* _Dataset entries_:

□ □ □ □ □

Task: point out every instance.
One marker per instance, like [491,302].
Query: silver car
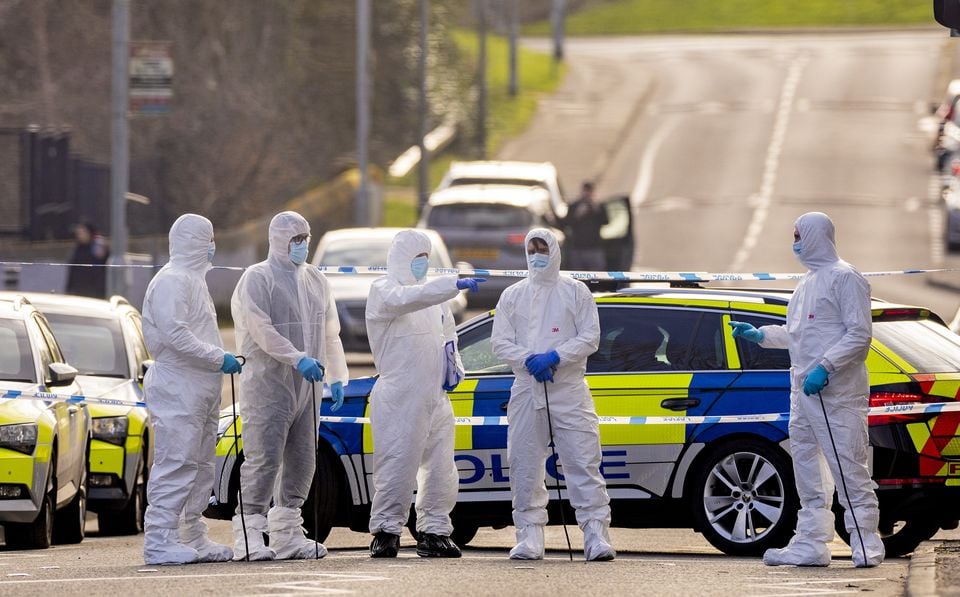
[368,246]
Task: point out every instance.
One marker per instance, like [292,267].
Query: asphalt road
[723,141]
[654,562]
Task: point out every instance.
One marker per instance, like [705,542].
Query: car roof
[366,233]
[67,303]
[775,296]
[499,169]
[515,195]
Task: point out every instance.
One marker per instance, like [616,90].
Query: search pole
[120,147]
[423,172]
[362,201]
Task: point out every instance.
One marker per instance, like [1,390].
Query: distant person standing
[583,222]
[90,249]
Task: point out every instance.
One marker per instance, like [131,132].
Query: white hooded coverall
[828,323]
[282,313]
[545,312]
[182,390]
[408,323]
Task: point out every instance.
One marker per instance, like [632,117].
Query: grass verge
[626,17]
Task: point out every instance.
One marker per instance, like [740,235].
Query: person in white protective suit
[288,329]
[412,334]
[545,328]
[182,390]
[828,333]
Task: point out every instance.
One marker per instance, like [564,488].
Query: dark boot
[436,546]
[384,545]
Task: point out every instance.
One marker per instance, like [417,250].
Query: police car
[103,339]
[731,481]
[43,443]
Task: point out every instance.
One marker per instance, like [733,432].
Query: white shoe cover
[287,536]
[161,546]
[529,543]
[256,526]
[596,542]
[875,549]
[798,553]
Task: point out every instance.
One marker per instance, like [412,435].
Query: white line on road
[645,178]
[771,164]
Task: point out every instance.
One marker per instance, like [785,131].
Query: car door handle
[680,403]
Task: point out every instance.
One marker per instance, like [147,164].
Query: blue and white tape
[71,398]
[877,411]
[912,408]
[675,276]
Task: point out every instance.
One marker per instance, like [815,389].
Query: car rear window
[479,216]
[927,346]
[16,359]
[94,345]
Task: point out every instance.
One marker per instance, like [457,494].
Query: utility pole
[482,77]
[557,18]
[423,172]
[512,31]
[120,148]
[361,204]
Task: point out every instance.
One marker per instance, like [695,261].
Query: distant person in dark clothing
[91,248]
[583,222]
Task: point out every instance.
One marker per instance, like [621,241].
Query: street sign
[151,78]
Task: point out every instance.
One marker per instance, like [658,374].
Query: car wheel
[900,537]
[39,533]
[69,522]
[744,499]
[325,497]
[128,520]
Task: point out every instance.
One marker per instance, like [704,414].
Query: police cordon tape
[912,408]
[677,276]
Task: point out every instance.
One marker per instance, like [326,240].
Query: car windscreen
[479,216]
[93,345]
[364,252]
[16,359]
[927,346]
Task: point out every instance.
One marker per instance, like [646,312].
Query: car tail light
[880,399]
[516,238]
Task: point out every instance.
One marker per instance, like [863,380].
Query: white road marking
[325,576]
[771,163]
[645,178]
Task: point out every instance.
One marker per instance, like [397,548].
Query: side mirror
[143,369]
[60,374]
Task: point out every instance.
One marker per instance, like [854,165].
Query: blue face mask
[538,260]
[419,267]
[298,252]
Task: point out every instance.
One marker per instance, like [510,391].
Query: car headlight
[111,429]
[21,438]
[223,425]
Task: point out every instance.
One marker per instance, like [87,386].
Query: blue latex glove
[816,381]
[472,283]
[746,331]
[230,364]
[538,363]
[310,369]
[336,393]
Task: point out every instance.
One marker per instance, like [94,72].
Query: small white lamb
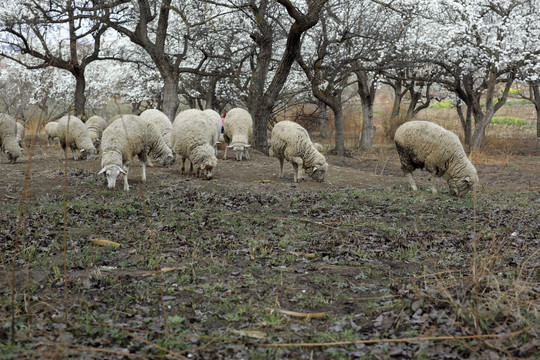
[8,137]
[291,142]
[424,144]
[193,136]
[77,137]
[238,129]
[125,138]
[50,131]
[96,125]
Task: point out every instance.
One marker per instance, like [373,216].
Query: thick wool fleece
[422,144]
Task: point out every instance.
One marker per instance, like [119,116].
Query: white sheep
[291,142]
[8,137]
[219,124]
[424,144]
[20,133]
[126,137]
[162,121]
[73,132]
[50,131]
[193,136]
[96,125]
[237,130]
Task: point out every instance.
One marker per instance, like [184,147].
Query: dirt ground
[515,169]
[349,255]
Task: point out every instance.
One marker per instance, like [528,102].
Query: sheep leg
[433,183]
[126,185]
[297,165]
[183,166]
[410,179]
[143,169]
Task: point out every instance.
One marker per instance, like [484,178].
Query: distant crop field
[252,266]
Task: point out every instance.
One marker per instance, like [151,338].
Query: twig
[413,339]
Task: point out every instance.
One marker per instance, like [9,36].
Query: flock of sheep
[195,134]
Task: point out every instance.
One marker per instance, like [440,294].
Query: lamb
[126,137]
[291,142]
[77,138]
[161,121]
[20,133]
[193,136]
[237,130]
[8,137]
[218,120]
[50,131]
[96,125]
[424,144]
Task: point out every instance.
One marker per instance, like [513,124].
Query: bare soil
[247,245]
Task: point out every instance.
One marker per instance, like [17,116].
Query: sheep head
[318,171]
[239,150]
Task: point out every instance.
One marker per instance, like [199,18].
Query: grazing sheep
[126,137]
[219,123]
[424,144]
[20,133]
[161,121]
[237,130]
[77,138]
[193,136]
[50,131]
[8,137]
[291,142]
[96,125]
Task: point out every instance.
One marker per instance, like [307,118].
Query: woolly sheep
[20,133]
[424,144]
[126,137]
[50,131]
[8,137]
[96,125]
[161,121]
[291,142]
[193,136]
[237,130]
[219,123]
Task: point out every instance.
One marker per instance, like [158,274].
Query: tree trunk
[368,129]
[466,124]
[170,97]
[80,97]
[323,121]
[397,99]
[340,131]
[535,89]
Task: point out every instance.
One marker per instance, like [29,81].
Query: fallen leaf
[250,333]
[302,315]
[165,270]
[103,242]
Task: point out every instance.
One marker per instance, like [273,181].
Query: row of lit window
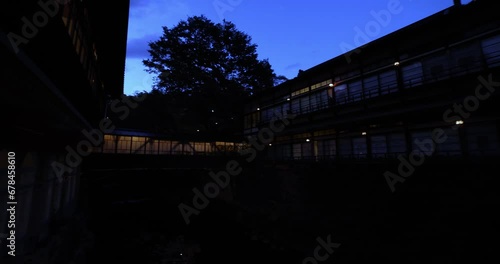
[480,140]
[147,145]
[462,59]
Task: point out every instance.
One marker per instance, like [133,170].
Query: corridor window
[465,59]
[359,148]
[436,67]
[396,143]
[371,86]
[138,145]
[345,147]
[379,146]
[109,144]
[491,51]
[295,106]
[151,146]
[412,74]
[124,144]
[419,142]
[355,91]
[297,151]
[341,94]
[165,147]
[327,148]
[388,82]
[451,146]
[304,104]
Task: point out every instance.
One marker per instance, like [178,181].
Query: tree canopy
[207,70]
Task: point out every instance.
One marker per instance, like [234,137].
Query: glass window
[451,146]
[355,91]
[109,144]
[165,147]
[327,148]
[123,144]
[307,150]
[151,146]
[297,151]
[295,106]
[491,50]
[421,142]
[396,143]
[436,67]
[341,94]
[371,86]
[359,147]
[379,146]
[138,145]
[412,74]
[345,147]
[304,104]
[465,59]
[388,82]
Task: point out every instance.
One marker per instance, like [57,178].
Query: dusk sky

□ □ □ □ □

* _TASK INSTRUCTIONS_: Every line above should be repeated exactly; pictures stay out of the copy.

* _SOLUTION TO THIS PROBLEM_:
Task: point out every instance.
One marker per instance, like [491,302].
Query: silver car
[368,246]
Task: point out every instance.
One marker per instance, like [292,267].
Query: asphalt road
[723,141]
[654,562]
Task: point out every instance.
One marker per instance, like [705,542].
Query: car roof
[366,233]
[67,303]
[775,296]
[499,169]
[515,195]
Task: point out every instance.
One marker per instance, like [616,90].
Query: search pole
[120,147]
[423,172]
[362,201]
Task: point out every instance.
One marker per instance, like [1,390].
Query: distant person standing
[583,222]
[90,249]
Task: point out every instance.
One marker per instance, like [131,132].
Query: white hooded coverall
[828,323]
[282,313]
[545,312]
[182,390]
[408,323]
Task: point out every instance.
One marker per instance, like [632,117].
Query: grass verge
[626,17]
Task: point out every instance.
One marker per instance, like [740,235].
Query: person in white protective suit
[288,329]
[412,334]
[545,328]
[182,390]
[828,333]
Task: point out every instance.
One marker per instance, like [564,488].
Query: dark boot
[436,546]
[384,545]
Task: point out every instance.
One marker per instance, like [417,250].
Query: police car
[103,339]
[731,481]
[43,443]
Task: point out every instance.
One marker per instance, like [733,432].
Query: white shoe cover
[287,536]
[161,546]
[529,543]
[256,526]
[596,542]
[875,549]
[798,553]
Task: point out every instance.
One marker per instance, like [412,435].
Query: white line on road
[645,178]
[771,164]
Task: point out every instance.
One marker per instance, like [785,131].
Query: car door handle
[680,403]
Task: point out every instance.
One marker per instance, like [147,164].
Query: blue and white tape
[71,398]
[877,411]
[912,408]
[675,276]
Task: point out every instance.
One marker per instance, like [815,389].
Query: car rear window
[479,216]
[927,346]
[16,359]
[94,345]
Task: point out every instance.
One marker per instance, like [457,494].
Query: utility pole
[482,77]
[557,18]
[423,172]
[512,31]
[120,148]
[361,204]
Task: point out every instance.
One marker per instance, like [695,261].
Query: distant person in dark clothing
[91,248]
[583,222]
Task: point out every instance.
One marker per instance, like [621,241].
Query: street sign
[151,78]
Task: point out every instance.
One marker per instance, like [658,374].
Query: car wheel
[900,537]
[39,533]
[69,522]
[744,499]
[325,497]
[128,520]
Task: point out every instance.
One marker per instance, like [704,414].
Query: police cordon tape
[912,408]
[677,276]
Task: point out every instance.
One marker per instance, like [326,240].
Query: car windscreen
[479,216]
[93,345]
[364,252]
[16,359]
[927,346]
Task: point out every instance.
One marker per instance, like [646,312].
Query: car tail light
[880,399]
[516,238]
Task: point out every instance.
One marker per instance, like [863,380].
Query: white road marking
[325,576]
[771,163]
[645,178]
Task: point out every instance.
One marker per instance, like [397,548].
Query: side mirror
[143,369]
[60,374]
Task: point out every instance.
One marker per instance, like [854,165].
Query: blue face mask
[538,260]
[419,267]
[298,252]
Task: point out every instance.
One marker per instance, like [510,391].
Query: car headlight
[111,429]
[21,438]
[223,425]
Task: point out every instance.
One marker per instance, like [87,386].
Query: blue latex glove
[816,381]
[472,283]
[746,331]
[230,364]
[538,363]
[310,369]
[336,393]
Task: point out every instance.
One marker per instance, like [94,72].
Query: small white lamb
[8,137]
[291,142]
[424,144]
[193,136]
[77,137]
[238,129]
[125,138]
[50,131]
[96,125]
Task: point out every instance.
One marker per instance, like [373,216].
Query: thick wool fleece
[422,144]
Task: point out every instance.
One marker per instance, like [119,116].
Query: white sheep
[291,142]
[8,137]
[219,124]
[424,144]
[20,133]
[126,137]
[162,121]
[73,132]
[50,131]
[193,136]
[96,125]
[237,130]
Task: point out every instance.
One marker per instance, like [184,147].
Query: dirt ground
[515,169]
[349,255]
Task: point out every instance.
One marker per instance, like [528,102].
Query: sheep leg
[433,183]
[126,185]
[297,165]
[183,166]
[410,179]
[143,169]
Task: point out every instance.
One marker per instance, like [484,178].
Query: distant crop field
[252,266]
Task: point out every instance.
One marker per instance, like [151,338].
Query: twig
[413,339]
Task: point out every instance.
One marker per instance, like [9,36].
Query: flock of sheep
[195,134]
Task: point out every instance.
One marker per instance, like [440,294].
Query: lamb
[126,137]
[291,142]
[77,138]
[161,121]
[20,133]
[193,136]
[237,130]
[8,137]
[218,120]
[50,131]
[96,125]
[424,144]
Task: point out every instance.
One marker per instance, like [513,124].
Query: bare soil
[247,245]
Task: point out every instance.
One marker per instance, like [17,116].
Query: sheep head
[318,171]
[239,150]
Task: point out every instance.
One marker per instance, like [199,18].
Query: grazing sheep
[126,137]
[219,123]
[424,144]
[20,133]
[161,121]
[237,130]
[77,138]
[193,136]
[50,131]
[8,137]
[291,142]
[96,125]
Task: point out every instance.
One marker per instance, like [307,118].
Query: woolly sheep
[20,133]
[424,144]
[126,137]
[50,131]
[8,137]
[96,125]
[161,121]
[291,142]
[193,136]
[237,130]
[219,123]
Task: point out every instance.
One marker per instance, like [158,274].
Query: tree trunk
[368,129]
[466,124]
[170,97]
[80,97]
[323,121]
[397,99]
[340,131]
[535,89]
Task: point out every instance.
One marker per instance, like [29,81].
Query: fallen leaf
[250,333]
[302,315]
[165,270]
[103,242]
Task: point out every instance.
One marker per instance, like [273,181].
Query: row of lit window
[480,140]
[147,145]
[462,59]
Task: point out every instance.
One marker per instance, like [133,170].
Query: corridor window
[465,59]
[359,148]
[436,67]
[396,143]
[371,86]
[138,145]
[345,147]
[379,146]
[109,144]
[491,51]
[295,106]
[151,146]
[412,74]
[124,144]
[419,142]
[355,91]
[297,151]
[341,94]
[165,147]
[327,148]
[388,82]
[451,146]
[304,104]
Task: point out every instance.
One marker per instance, like [178,181].
Query: tree canopy
[207,70]
Task: point out every instance.
One marker per instance, like [234,137].
Query: glass window
[451,146]
[355,91]
[109,144]
[165,147]
[327,148]
[123,144]
[307,150]
[151,146]
[297,151]
[295,106]
[491,50]
[421,142]
[396,143]
[436,67]
[341,94]
[371,86]
[359,147]
[379,146]
[138,145]
[412,74]
[345,147]
[304,104]
[465,59]
[388,82]
Task: point out every instance.
One marker per instance, like [57,178].
Query: dusk sky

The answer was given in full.